Goal of the exercise | Express each line of the data below as a JSON list of strings, one string per line, with blank lines omitted. Leave the pictures out of your answer.

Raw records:
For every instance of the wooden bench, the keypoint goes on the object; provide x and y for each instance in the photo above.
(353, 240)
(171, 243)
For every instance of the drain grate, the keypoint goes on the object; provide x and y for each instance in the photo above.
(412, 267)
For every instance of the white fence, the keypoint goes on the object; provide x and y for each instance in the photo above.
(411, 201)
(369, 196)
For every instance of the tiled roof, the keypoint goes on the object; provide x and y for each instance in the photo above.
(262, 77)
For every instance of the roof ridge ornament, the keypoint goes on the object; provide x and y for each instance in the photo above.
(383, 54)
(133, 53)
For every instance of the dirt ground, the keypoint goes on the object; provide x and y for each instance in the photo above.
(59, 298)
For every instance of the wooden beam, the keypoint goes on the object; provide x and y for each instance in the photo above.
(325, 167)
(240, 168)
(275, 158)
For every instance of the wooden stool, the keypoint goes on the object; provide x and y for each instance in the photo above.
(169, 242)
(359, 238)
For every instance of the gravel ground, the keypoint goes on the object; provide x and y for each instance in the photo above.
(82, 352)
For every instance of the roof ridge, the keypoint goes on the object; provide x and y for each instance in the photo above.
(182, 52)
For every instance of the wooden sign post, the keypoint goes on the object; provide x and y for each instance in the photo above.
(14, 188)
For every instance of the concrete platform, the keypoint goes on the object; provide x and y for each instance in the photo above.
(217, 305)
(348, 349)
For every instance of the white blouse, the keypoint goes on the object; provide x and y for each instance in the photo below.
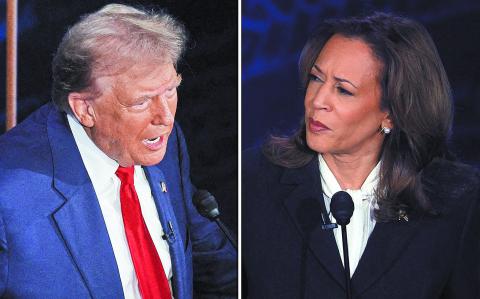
(362, 222)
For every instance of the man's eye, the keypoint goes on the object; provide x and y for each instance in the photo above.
(170, 92)
(344, 91)
(143, 103)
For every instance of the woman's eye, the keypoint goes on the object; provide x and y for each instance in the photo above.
(344, 91)
(312, 77)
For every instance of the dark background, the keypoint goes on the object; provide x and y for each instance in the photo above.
(207, 106)
(274, 32)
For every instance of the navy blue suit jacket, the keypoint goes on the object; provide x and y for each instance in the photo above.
(286, 254)
(53, 239)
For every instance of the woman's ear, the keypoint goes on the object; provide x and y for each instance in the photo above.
(82, 108)
(387, 121)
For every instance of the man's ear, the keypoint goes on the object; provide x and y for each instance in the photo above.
(82, 108)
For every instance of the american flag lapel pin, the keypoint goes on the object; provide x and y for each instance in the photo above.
(402, 214)
(164, 187)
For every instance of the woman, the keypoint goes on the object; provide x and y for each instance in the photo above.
(378, 114)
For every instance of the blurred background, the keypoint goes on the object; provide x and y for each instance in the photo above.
(274, 32)
(208, 101)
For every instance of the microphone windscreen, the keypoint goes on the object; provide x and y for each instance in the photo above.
(206, 204)
(342, 207)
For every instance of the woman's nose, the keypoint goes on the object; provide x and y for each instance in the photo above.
(320, 97)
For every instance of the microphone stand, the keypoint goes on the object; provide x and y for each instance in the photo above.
(226, 232)
(341, 206)
(346, 262)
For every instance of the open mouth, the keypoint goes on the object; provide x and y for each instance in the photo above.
(155, 143)
(152, 141)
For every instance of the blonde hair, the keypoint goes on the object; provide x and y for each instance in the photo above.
(109, 41)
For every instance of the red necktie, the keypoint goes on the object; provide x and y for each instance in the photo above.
(151, 277)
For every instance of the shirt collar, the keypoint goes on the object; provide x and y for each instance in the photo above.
(100, 167)
(330, 184)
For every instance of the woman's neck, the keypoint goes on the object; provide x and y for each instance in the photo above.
(351, 171)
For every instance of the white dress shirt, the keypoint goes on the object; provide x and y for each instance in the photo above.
(101, 170)
(362, 222)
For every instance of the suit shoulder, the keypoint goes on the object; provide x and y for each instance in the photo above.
(27, 143)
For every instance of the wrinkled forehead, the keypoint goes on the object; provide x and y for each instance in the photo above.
(146, 76)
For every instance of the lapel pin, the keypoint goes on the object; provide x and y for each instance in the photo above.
(164, 187)
(402, 215)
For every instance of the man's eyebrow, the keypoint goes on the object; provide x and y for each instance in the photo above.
(335, 77)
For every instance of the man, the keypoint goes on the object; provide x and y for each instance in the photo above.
(95, 194)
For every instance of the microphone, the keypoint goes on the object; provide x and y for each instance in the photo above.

Response for this exercise |
[
  "For every instance of the wooden bench, the keypoint goes on the object; provide x and y for each instance in the photo above.",
  "(353, 240)",
  "(171, 243)",
  "For every instance of the drain grate, the keypoint goes on the object; provide x and y for each instance in the photo above.",
  "(412, 267)",
  "For every instance of the white fence, the keypoint goes on the object; provide x and y for each instance in the photo above.",
  "(411, 201)",
  "(369, 196)",
  "For every instance of the tiled roof, the keypoint goes on the object; provide x and y for each instance in the photo above.",
  "(262, 77)",
  "For every instance of the roof ridge ornament, the keypoint goes on the object; provide x and y for each instance in the photo above.",
  "(383, 54)",
  "(133, 53)",
  "For every instance of the dirt ground, the keypoint goes on the object; provide x and y for each instance in the photo above.",
  "(59, 298)",
  "For every instance of the wooden beam, the keypoint goes on the object; provide x and y for each instance in the photo above.",
  "(325, 167)",
  "(240, 168)",
  "(275, 158)",
  "For every instance of the wooden stool, the keypoint goes on the object; provide x and y for each instance in the photo above.",
  "(169, 242)",
  "(359, 238)",
  "For every instance of the gravel ground, the keypoint goes on the object; provide x and y for each instance in the photo above.",
  "(82, 352)",
  "For every instance of the roof ridge, the keypoint goes on the object; provide x and y for each instance in the photo above.",
  "(182, 52)",
  "For every instance of the wooden sign post, the keypoint goes on the object; provide x and y for each instance in the photo above.",
  "(14, 188)",
  "For every instance of the concrete platform, the keypoint goes on the object; provide x and y for each instance in the photo above.",
  "(217, 305)",
  "(348, 349)",
  "For every instance of the white blouse, the keypoint goes on the object; provide x and y for each instance in the photo below.",
  "(362, 222)",
  "For every instance of the man's eye, the keypoint goes on the object; provide x and y for each instance in the photo above.",
  "(170, 92)",
  "(344, 91)",
  "(143, 103)",
  "For every instance of the woman's eye, the keypoint goes on the object; provide x and y for each instance in the photo above.",
  "(344, 91)",
  "(312, 77)",
  "For every instance of the dark background, the keypoint goes on the object; provide x and y for each instance in the photo above.",
  "(207, 106)",
  "(274, 32)",
  "For every instance of the navy blue suit jacket, the keypoint goes on the object; provide x and y for each instance in the photo above.",
  "(286, 254)",
  "(53, 239)",
  "For every instance of the woman's ear, the keypoint goes on the object; provide x and y for each instance in the photo above.",
  "(82, 108)",
  "(387, 121)",
  "For every instance of the man's ear, the keypoint goes on the object; provide x and y for each instance in the photo above.",
  "(82, 108)",
  "For every instance of the american flag lapel pin, the keypoint goes on the object; provide x and y for each instance in the photo above.",
  "(402, 214)",
  "(164, 187)",
  "For every instance of the woman, the keypoint goes on the object; provide x and y for each instance in the photo above.",
  "(378, 114)",
  "For every instance of the blurred background, the keypoint goes on the object; provide x and y for each instance in the photo above.",
  "(274, 32)",
  "(208, 101)",
  "For every instance of the microphone windscreen, the keypoint goes on the object; provide x and y for each instance in the photo above.",
  "(206, 204)",
  "(342, 207)",
  "For every instance of the woman's nose, the keypoint goes on the object; provide x and y for each instance in the photo above.",
  "(320, 97)",
  "For every instance of the microphone stand, the keypoint goes on the object; provide x and y for each instance in the photo above.",
  "(226, 232)",
  "(341, 206)",
  "(346, 262)",
  "For every instance of the open mouth, the keypoint goes on the object; provide x and y for each instance in the photo above.",
  "(155, 143)",
  "(152, 141)",
  "For every instance of the blonde hair, the keypoint goes on the object; provide x and y for each instance in the photo above.",
  "(109, 41)",
  "For every instance of the red necktie, the keypoint goes on the object; provide x and y for each instance in the photo above.",
  "(151, 277)",
  "For every instance of the shirt collar, the keypoint goes on the object; provide x and y for each instance in the photo above.",
  "(100, 167)",
  "(330, 184)",
  "For every instance of the woman's neck, the keypoint goes on the object; provide x and y for each instance in the photo above.",
  "(351, 171)",
  "For every instance of the white dress shirt, the keypoint goes on the object; provide x and y for each instance in the photo above.",
  "(101, 170)",
  "(362, 222)",
  "For every instance of the suit shoulder, the keypoint goes on the object; provide x and y for each instance in the photo above.",
  "(27, 143)",
  "For every instance of the wrinkled forehead, the keypoint goes on the object; provide x and y for each instance in the photo above.",
  "(146, 76)",
  "For every instance of the lapel pin, the keypoint goes on the object; provide x and y for each instance in the photo above.",
  "(164, 187)",
  "(402, 215)",
  "For every instance of the man's eyebrow, the keypoint goes on the object; provide x and y for each instance in the photo above.",
  "(335, 77)",
  "For every instance of the man, the keypoint goes on the object; provide x and y for each instance in the photo above.",
  "(95, 194)",
  "For every instance of the microphone, the keypoint goes on the object; provide x and y for each instance in the photo above."
]